• [Set problem]:
Format the lines from the one containing "of the snow-covered" through the final line of the items as a JSON list of strings, with one string per line and any blank lines omitted.
BEGIN Source records
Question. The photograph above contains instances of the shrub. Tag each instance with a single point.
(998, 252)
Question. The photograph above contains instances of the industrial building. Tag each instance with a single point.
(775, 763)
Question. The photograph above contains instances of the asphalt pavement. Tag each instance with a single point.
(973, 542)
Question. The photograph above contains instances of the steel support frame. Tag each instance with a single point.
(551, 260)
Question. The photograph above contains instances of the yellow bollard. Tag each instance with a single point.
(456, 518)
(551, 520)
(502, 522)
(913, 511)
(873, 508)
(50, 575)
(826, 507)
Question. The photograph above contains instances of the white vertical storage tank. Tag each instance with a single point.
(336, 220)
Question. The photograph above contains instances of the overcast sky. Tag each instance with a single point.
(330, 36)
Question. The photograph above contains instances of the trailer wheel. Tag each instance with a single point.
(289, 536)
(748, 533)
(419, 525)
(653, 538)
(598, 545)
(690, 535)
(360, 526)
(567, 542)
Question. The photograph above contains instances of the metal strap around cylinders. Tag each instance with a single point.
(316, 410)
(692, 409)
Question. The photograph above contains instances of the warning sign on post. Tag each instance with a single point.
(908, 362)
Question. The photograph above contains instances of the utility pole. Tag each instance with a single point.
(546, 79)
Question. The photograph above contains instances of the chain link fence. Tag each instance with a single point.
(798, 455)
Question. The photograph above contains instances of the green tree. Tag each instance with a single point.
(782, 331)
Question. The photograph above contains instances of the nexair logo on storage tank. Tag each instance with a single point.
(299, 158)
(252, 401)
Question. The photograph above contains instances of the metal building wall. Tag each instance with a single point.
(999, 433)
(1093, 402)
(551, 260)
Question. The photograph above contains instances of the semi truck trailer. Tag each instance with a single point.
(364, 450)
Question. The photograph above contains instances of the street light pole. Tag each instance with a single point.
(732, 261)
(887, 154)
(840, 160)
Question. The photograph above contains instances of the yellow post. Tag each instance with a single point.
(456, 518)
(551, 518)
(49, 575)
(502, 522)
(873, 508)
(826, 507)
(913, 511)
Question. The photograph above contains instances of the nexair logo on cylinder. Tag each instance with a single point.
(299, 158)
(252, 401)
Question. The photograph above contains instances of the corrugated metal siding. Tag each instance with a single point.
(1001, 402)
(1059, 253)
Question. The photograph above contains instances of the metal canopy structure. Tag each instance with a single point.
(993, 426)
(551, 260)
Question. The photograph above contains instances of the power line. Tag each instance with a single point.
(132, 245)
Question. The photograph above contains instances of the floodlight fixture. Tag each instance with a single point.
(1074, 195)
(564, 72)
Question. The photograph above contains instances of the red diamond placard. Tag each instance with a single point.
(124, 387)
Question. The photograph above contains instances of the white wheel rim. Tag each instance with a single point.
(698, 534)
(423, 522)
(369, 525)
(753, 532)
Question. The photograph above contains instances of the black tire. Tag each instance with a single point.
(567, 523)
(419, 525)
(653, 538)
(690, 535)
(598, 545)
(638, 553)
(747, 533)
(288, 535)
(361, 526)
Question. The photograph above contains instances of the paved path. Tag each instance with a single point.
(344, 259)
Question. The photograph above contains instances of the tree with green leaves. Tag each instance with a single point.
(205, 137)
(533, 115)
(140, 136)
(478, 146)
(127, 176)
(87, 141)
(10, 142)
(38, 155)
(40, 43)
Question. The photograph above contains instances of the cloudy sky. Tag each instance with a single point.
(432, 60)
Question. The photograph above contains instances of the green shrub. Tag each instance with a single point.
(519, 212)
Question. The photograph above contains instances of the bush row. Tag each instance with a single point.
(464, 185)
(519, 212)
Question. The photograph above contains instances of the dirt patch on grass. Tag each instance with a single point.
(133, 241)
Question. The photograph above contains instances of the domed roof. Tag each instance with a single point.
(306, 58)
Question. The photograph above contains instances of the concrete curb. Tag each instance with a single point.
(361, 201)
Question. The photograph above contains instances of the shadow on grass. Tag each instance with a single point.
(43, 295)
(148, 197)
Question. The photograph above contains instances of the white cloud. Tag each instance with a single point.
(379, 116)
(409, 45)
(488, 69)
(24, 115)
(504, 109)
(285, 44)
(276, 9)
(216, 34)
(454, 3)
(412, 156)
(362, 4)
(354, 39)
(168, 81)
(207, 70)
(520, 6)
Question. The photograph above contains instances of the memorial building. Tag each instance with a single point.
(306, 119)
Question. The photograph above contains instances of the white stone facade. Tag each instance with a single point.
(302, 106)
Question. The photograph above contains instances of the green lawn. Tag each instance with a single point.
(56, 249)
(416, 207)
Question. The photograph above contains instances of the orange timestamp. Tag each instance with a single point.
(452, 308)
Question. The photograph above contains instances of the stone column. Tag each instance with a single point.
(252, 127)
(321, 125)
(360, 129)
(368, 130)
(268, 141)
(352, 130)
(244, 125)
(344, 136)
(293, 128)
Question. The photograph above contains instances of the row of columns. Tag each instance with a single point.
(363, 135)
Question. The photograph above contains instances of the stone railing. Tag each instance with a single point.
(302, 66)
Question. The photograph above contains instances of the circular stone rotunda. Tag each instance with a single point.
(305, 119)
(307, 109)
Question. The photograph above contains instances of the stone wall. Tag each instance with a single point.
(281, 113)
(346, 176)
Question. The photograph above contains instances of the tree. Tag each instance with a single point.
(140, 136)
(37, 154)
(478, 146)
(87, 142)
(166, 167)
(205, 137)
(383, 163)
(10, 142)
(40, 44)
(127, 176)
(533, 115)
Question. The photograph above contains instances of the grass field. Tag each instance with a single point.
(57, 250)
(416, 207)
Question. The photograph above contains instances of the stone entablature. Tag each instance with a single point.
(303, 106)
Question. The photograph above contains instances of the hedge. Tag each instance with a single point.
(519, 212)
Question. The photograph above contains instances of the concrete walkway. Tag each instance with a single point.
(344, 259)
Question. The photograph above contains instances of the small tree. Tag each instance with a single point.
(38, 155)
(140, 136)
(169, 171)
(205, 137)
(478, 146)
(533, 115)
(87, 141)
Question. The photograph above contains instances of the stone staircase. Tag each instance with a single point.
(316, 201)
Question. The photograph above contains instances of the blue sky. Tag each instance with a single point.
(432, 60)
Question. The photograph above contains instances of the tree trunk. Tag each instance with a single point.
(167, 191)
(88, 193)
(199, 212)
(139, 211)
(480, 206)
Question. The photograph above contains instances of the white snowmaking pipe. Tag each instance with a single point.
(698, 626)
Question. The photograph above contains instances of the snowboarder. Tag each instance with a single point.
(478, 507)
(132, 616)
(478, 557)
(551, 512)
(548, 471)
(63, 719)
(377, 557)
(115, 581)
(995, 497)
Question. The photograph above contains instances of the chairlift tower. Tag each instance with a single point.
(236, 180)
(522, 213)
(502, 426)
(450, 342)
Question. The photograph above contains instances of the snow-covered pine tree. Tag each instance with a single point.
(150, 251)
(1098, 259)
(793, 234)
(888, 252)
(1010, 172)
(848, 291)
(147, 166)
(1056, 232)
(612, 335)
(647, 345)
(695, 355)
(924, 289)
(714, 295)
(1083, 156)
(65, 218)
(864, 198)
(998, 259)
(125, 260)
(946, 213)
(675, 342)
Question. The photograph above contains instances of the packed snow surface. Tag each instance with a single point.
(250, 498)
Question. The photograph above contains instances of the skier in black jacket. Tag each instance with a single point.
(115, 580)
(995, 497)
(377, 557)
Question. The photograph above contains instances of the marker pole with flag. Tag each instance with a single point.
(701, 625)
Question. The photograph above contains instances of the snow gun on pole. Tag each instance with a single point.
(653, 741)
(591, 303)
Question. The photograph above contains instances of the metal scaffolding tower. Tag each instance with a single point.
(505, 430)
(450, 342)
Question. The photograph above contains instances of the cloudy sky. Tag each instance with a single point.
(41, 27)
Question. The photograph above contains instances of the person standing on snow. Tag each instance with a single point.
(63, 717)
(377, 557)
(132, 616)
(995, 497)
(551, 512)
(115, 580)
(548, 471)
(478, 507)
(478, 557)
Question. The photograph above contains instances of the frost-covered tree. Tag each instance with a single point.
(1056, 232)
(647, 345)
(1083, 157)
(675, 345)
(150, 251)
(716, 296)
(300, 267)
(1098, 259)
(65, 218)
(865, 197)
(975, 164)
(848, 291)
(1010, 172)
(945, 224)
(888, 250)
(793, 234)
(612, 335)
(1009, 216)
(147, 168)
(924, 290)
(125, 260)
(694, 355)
END Source records
• [In response]:
[
  "Question. The photograph above contains instances of the snow-covered pine tree. Tag each instance with a single point.",
  "(150, 251)",
  "(1098, 259)",
  "(793, 234)",
  "(888, 252)",
  "(1010, 172)",
  "(848, 291)",
  "(147, 166)",
  "(1056, 232)",
  "(612, 335)",
  "(647, 345)",
  "(695, 355)",
  "(924, 289)",
  "(714, 295)",
  "(1083, 156)",
  "(65, 218)",
  "(864, 198)",
  "(998, 259)",
  "(125, 260)",
  "(946, 213)",
  "(675, 342)",
  "Question. The photograph above contains instances of the packed snow surface. Tag each instance with a single point.",
  "(250, 498)",
  "Question. The photograph above contains instances of the skier in black jacket. Tag each instance with a single point.",
  "(115, 580)",
  "(995, 497)",
  "(377, 557)",
  "Question. The photograph above contains instances of the marker pole with flag. Tag each instance with a single point.",
  "(701, 625)",
  "Question. The photograph above contains instances of the snow gun on pole. Tag each instance with a single point.",
  "(653, 741)",
  "(591, 303)",
  "Question. The photograph above contains instances of the metal scaffolding tower. Tag each instance with a single point.",
  "(505, 430)",
  "(450, 342)",
  "Question. The photograph above contains instances of the cloudy sky. Tag each instance with a single point.",
  "(41, 27)",
  "Question. The photograph above contains instances of the person standing on snow. Tag each instance with a single point.",
  "(63, 717)",
  "(377, 557)",
  "(132, 616)",
  "(995, 497)",
  "(551, 512)",
  "(115, 580)",
  "(548, 471)",
  "(478, 507)",
  "(478, 557)",
  "Question. The photograph above contains instances of the frost-covered tree. Tag each instance with a single point.",
  "(1056, 232)",
  "(647, 345)",
  "(1083, 157)",
  "(675, 345)",
  "(150, 251)",
  "(716, 296)",
  "(300, 267)",
  "(1098, 259)",
  "(65, 218)",
  "(865, 197)",
  "(975, 164)",
  "(848, 291)",
  "(1010, 172)",
  "(945, 224)",
  "(888, 250)",
  "(793, 234)",
  "(612, 335)",
  "(1009, 216)",
  "(147, 168)",
  "(924, 290)",
  "(125, 260)",
  "(694, 355)"
]